Wherever the records include pictures, skip them and transcribe all the rest word for word.
----
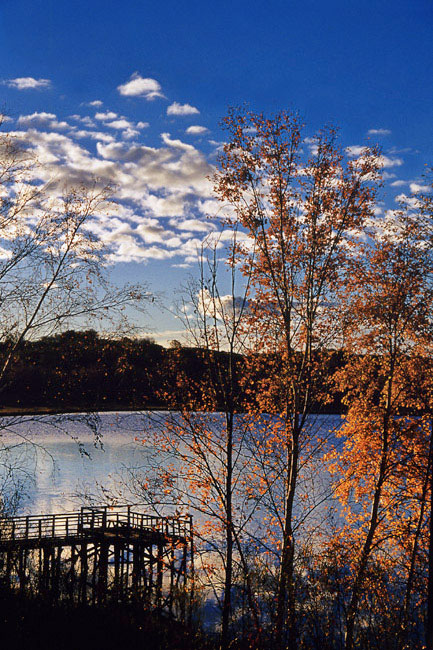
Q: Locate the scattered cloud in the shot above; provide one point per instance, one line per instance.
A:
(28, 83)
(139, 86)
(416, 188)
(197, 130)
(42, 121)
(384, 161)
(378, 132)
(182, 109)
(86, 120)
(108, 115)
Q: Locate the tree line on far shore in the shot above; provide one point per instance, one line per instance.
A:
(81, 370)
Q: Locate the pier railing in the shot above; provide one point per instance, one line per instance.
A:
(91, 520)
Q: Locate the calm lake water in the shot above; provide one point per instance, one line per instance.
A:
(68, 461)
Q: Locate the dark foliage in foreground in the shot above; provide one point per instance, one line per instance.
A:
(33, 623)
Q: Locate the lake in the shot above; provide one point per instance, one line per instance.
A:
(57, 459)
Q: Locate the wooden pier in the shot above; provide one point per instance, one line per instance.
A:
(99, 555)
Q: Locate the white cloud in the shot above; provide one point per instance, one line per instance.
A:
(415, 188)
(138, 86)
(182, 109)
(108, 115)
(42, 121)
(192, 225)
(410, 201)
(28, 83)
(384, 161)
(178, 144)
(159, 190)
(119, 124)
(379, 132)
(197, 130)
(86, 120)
----
▸ Written response
Q: Locate the scattered cloud in the shot above; provide one point per instance, one line per instance.
A:
(28, 83)
(139, 86)
(416, 188)
(197, 130)
(42, 121)
(384, 161)
(378, 132)
(182, 109)
(86, 120)
(108, 115)
Q: Locate the tree line on far shore in the shot above; provide one point per instance, one line per instance.
A:
(81, 370)
Q: Locate the pier railing in the shot above; provide one point per instance, one line per instance.
A:
(91, 520)
Q: Locate the calm lake water in the shot above; provide one point per instance, one line per instance.
A:
(68, 461)
Q: Locate the dark foliage in foreground in the shot above; provide one point per instance, one line per instance.
A:
(33, 623)
Q: Locate the lake in the shot above; provide one point per instance, one line per instance.
A:
(57, 459)
Q: Locate the wooden pier in the shot above; provide one point per instance, one line per instance.
A:
(99, 555)
Q: Locate the white cloud in the shot above; provide one point per instance, one line per instance.
A:
(415, 188)
(138, 86)
(182, 109)
(108, 115)
(42, 121)
(192, 225)
(410, 201)
(28, 83)
(384, 161)
(178, 144)
(159, 190)
(119, 124)
(379, 132)
(197, 130)
(86, 120)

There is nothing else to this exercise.